# A new regulator of the Staphylococcus aureus peptidoglycan hydrolase Sle1

**Authors:** Helena Veiga, Adrian Izquierdo-Martinez, Leonor B. Marques, Mariana G. Pinho

PMC · DOI: 10.1371/journal.pgen.1011990 · PLOS Genetics · 2025-12-31

## TL;DR

Researchers discovered a new protein, CxaR, that controls the activity of Sle1 in Staphylococcus aureus, a key enzyme involved in cell division.

## Contribution

CxaR is identified as a novel negative regulator of Sle1, controlling its degradation via the ClpXP protease.

## Key findings

- CxaR absence causes a ten-fold increase in Sle1 levels, leading to premature cell lysis.
- CxaR localizes to the division septum late in the cell cycle, requiring FtsK and ClpX.
- CxaR is proposed to direct Sle1 to ClpXP for degradation.

## Abstract

Regulation of peptidoglycan hydrolases is crucial for bacterial cell integrity, growth and division. In the bacterial pathogen Staphylococcus aureus, the amidase Sle1 is a key autolysin required for septum splitting and daughter cell separation. Through genetic suppressor screening, we have identified CxaR, a previously uncharacterized protein, as a novel negative regulator of Sle1. In the absence of CxaR, cellular levels of Sle1 increase nearly ten-fold, resulting in premature splitting of the division septum and increased cell lysis during exponential growth. CxaR localizes to the division septum, late in septum synthesis, and this localization requires both the divisome protein FtsK and the ClpX component of the ClpXP proteolytic machinery. We propose that CxaR promotes ClpXP-mediated degradation of Sle1 towards the end of the cell cycle.

## WHAT TO DO
1: In the Sle1 regulator summary, which two proteins are required for CxaR to localize to the division septum?
2: Write the next part of the Sle1 regulator summary, picking up after its final sentence.

## INFORMATION SHOWN

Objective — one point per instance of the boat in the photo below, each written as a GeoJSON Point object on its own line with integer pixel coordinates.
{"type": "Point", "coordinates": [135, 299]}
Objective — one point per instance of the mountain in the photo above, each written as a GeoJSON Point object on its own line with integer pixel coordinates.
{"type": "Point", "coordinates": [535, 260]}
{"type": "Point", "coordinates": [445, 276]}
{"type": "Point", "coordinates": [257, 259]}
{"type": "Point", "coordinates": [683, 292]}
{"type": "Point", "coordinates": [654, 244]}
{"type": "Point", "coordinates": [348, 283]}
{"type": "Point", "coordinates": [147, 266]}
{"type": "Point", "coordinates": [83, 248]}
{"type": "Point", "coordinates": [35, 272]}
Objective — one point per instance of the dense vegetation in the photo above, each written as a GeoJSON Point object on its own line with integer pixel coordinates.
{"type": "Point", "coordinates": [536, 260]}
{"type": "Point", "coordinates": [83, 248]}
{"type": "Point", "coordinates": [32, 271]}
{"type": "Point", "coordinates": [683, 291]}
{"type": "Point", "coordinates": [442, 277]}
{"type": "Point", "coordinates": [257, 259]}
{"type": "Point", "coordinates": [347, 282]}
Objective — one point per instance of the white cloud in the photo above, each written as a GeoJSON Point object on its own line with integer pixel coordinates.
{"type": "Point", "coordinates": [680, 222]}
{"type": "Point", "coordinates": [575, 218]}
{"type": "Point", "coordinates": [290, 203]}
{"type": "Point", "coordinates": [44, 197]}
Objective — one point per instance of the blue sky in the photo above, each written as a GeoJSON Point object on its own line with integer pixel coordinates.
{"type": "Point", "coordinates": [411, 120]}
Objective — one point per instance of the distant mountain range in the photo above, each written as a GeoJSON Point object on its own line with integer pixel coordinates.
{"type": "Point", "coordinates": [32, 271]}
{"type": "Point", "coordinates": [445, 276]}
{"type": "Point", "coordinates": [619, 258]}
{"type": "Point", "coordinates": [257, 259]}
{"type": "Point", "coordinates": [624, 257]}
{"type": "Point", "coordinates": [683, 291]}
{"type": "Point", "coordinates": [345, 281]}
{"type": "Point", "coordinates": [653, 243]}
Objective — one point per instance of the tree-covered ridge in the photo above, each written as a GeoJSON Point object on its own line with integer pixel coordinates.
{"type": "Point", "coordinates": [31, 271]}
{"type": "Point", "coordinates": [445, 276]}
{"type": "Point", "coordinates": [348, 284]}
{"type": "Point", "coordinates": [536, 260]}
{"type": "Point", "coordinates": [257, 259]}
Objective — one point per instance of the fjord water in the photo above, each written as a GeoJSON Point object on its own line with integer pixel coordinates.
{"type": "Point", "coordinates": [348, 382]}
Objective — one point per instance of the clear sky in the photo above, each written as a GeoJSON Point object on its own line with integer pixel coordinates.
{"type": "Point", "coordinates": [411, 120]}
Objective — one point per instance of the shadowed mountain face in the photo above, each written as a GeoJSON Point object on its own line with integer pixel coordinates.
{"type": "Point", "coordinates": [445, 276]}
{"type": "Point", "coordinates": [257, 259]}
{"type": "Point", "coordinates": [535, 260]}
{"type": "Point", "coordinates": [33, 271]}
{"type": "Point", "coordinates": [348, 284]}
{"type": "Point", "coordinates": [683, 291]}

## YOUR RESPONSES
1: FtsK and ClpX.

2:
The final step in cell division of the major pathogen Staphylococcus aureus is the separation of the two newly formed daughter cells, a process that relies on the autolysin Sle1 to cleave the cell-wall layer between them. Because this layer is essential for maintaining cell integrity, Sle1’s activity must be tightly controlled. If Sle1 acts at the wrong time, it can breach the dividing wall too early, weakening the bacteria and potentially increasing their vulnerability to host defenses and lysis. Understanding how this enzyme is regulated is likely to enable new strategies for harnessing Sle1 as a lysis agent to more effectively combat S. aureus infections in the future. In this study, we identified a previously unknown regulator of Sle1, CxaR. The absence of CxaR leads to a nearly ten-fold increase in Sle1 levels, causing premature septum splitting and making cells more prone to lysis during growth. We further found that CxaR accumulates at the division site late in the cell cycle, a process that requires the divisome protein FtsK and the protease adaptor ClpX. Together, these findings support a model in which CxaR directs Sle1 to the ClpXP protease for controlled degradation.

## Linked entities

- **Genes:** TLR5 (toll like receptor 5) [NCBI Gene 7100], CXADR (CXADR cell adhesion molecule) [NCBI Gene 122908370], ftsK (DNA translocase FtsK) [NCBI Gene 882321], CLPX (caseinolytic mitochondrial matrix peptidase chaperone subunit X) [NCBI Gene 10845]
- **Proteins:** TLR5 (toll like receptor 5), CXADR (CXADR cell adhesion molecule), ftsK (DNA translocase FtsK), CLPX (caseinolytic mitochondrial matrix peptidase chaperone subunit X)
- **Species:** Staphylococcus aureus (taxon 1280)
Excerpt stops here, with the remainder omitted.